• EXERCISE DETAILS
Output the listing as a Markdown table with two columns, Row and Line: number each line in Row and put its text in Line, leaving out blank lines and the pictures. Begin at the start of the listing and stop after the line that contains "[[188, 242], [189, 238]]".

• RECORD SET
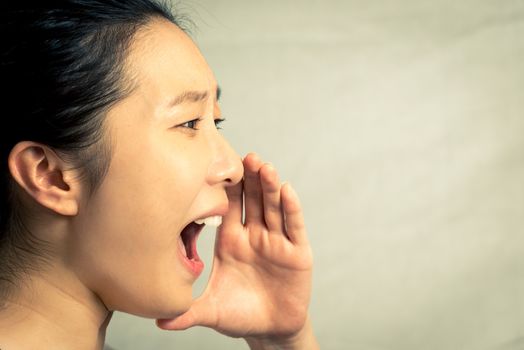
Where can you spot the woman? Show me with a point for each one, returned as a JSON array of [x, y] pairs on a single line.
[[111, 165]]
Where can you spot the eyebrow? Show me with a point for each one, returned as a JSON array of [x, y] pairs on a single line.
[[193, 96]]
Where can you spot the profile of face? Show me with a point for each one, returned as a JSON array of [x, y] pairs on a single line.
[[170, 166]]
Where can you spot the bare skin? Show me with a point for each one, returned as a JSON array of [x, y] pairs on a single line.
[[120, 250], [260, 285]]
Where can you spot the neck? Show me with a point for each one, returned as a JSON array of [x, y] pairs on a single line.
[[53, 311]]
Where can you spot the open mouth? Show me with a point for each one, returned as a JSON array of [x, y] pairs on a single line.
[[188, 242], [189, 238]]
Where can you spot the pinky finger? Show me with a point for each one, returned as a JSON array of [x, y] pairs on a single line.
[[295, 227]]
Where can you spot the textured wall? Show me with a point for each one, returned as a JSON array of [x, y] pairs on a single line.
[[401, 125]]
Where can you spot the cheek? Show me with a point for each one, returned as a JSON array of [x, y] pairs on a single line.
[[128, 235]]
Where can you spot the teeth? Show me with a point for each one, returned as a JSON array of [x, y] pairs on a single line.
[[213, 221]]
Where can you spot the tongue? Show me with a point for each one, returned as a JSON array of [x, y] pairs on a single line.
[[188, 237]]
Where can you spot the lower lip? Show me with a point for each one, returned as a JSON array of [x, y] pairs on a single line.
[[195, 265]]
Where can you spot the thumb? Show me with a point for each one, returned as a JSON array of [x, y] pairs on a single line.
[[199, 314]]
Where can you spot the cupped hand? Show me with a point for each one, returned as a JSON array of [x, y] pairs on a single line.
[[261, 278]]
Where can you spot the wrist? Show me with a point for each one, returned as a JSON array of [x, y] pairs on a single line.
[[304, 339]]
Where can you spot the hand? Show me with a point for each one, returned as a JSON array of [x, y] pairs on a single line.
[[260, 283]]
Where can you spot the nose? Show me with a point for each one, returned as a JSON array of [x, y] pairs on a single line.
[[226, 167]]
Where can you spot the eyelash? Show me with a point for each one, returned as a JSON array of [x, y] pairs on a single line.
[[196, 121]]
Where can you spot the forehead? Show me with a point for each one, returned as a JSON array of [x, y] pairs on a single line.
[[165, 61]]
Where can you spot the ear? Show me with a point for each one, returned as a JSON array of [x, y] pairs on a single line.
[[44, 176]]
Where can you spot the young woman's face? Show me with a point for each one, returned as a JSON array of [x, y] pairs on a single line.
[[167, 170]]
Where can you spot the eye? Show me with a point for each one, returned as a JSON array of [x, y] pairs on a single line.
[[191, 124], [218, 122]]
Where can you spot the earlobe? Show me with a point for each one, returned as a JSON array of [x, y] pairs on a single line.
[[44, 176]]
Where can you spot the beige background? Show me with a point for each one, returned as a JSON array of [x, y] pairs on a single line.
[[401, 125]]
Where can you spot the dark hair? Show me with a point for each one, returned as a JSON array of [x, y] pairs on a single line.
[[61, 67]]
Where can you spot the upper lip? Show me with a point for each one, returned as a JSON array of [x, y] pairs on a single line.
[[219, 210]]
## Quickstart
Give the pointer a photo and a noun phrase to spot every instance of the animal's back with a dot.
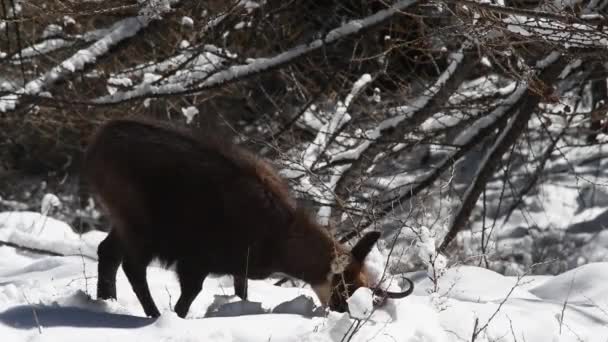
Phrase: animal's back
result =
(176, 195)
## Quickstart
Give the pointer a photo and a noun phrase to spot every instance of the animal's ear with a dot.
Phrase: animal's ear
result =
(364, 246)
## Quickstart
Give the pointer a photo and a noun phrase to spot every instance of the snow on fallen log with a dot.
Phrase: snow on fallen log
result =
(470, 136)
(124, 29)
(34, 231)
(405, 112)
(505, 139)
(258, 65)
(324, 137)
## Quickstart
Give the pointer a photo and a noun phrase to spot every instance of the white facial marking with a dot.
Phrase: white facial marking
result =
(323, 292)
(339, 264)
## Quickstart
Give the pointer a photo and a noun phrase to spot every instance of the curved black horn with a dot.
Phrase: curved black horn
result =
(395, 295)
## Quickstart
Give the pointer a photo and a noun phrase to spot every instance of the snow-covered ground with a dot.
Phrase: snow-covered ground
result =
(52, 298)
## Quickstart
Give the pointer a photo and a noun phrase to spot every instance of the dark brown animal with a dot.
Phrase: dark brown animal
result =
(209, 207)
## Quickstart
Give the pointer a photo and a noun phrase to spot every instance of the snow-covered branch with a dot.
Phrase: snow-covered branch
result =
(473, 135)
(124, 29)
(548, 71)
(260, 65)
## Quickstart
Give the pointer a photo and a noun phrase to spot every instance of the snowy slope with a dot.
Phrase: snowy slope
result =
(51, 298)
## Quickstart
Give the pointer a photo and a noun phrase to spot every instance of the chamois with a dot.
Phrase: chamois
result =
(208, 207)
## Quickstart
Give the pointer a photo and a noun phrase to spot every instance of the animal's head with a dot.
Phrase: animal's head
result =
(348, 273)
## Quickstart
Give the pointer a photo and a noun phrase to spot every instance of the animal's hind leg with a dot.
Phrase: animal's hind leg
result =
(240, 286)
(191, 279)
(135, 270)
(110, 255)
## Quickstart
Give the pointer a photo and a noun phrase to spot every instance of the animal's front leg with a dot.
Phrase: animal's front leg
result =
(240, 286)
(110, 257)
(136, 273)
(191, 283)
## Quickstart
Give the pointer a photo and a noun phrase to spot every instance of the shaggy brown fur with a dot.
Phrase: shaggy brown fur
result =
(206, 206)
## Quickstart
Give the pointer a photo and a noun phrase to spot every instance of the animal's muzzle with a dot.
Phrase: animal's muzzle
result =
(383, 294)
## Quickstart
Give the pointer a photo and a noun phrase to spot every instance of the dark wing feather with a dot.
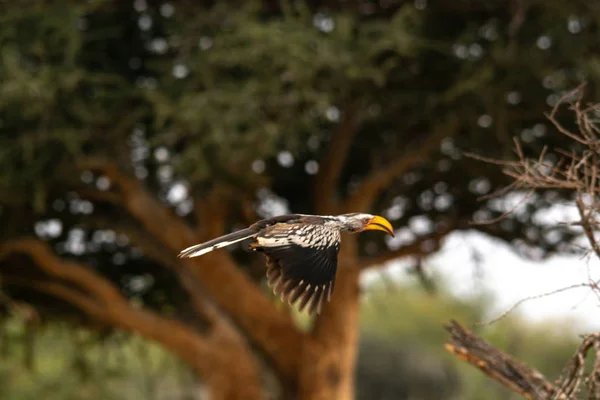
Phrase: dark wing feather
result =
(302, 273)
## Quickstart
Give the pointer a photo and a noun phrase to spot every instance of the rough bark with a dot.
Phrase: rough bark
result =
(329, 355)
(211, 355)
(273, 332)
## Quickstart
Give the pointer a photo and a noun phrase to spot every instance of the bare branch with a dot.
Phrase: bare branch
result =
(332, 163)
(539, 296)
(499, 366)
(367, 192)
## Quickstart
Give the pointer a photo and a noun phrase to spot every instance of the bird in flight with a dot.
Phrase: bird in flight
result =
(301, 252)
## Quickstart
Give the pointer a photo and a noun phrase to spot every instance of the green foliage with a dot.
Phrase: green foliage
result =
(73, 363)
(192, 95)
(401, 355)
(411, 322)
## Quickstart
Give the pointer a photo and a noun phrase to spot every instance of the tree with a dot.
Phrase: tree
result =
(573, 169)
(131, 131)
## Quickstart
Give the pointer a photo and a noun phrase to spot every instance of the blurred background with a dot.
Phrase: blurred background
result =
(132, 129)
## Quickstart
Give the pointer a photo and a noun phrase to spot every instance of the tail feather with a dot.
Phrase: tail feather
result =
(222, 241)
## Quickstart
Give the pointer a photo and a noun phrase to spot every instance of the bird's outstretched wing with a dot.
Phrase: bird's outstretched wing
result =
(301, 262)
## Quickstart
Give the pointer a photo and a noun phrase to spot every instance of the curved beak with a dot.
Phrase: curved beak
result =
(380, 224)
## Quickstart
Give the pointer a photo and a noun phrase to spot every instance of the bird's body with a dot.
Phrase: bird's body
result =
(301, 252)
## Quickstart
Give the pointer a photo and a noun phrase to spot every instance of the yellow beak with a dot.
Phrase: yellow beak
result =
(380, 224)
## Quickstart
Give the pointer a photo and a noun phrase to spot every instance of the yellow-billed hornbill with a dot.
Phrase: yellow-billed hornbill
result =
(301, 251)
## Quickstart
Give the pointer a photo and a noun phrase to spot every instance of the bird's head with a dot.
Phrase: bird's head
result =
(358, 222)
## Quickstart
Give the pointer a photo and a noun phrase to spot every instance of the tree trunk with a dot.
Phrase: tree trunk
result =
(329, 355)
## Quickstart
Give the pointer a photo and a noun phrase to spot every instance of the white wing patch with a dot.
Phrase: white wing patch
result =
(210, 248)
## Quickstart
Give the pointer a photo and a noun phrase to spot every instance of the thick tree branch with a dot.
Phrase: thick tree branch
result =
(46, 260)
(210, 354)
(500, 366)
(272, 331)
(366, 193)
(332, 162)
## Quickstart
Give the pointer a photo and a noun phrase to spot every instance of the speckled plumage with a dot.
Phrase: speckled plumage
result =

• RESPONSE
| Row | Line |
|---|---|
| 1 | Where can you spot the woman? Show me with a point for each one, returned as a JSON array of [x, y] pairs on a single line. |
| 2 | [[111, 165]] |
| 3 | Where can you spot the eyebrow? Show me with a point for each one, returned as a JSON array of [x, y] pairs on a single line. |
| 4 | [[193, 96]] |
| 5 | Where can you spot the profile of face? Show me with a point for each one, returned as a JSON array of [x, y] pairs on a single line. |
| 6 | [[170, 166]] |
| 7 | Where can you spot the bare skin? Show me with a point for each one, returned as a JSON array of [x, y] pairs on a single line. |
| 8 | [[120, 250], [260, 285]] |
| 9 | Where can you spot the neck? Show me with a point for each one, returned as a JSON array of [x, y] pairs on a single line. |
| 10 | [[53, 311]] |
| 11 | Where can you spot the open mouth? Show me with a point for each one, returned as a JSON array of [x, y] pairs on a single line. |
| 12 | [[188, 242], [189, 238]] |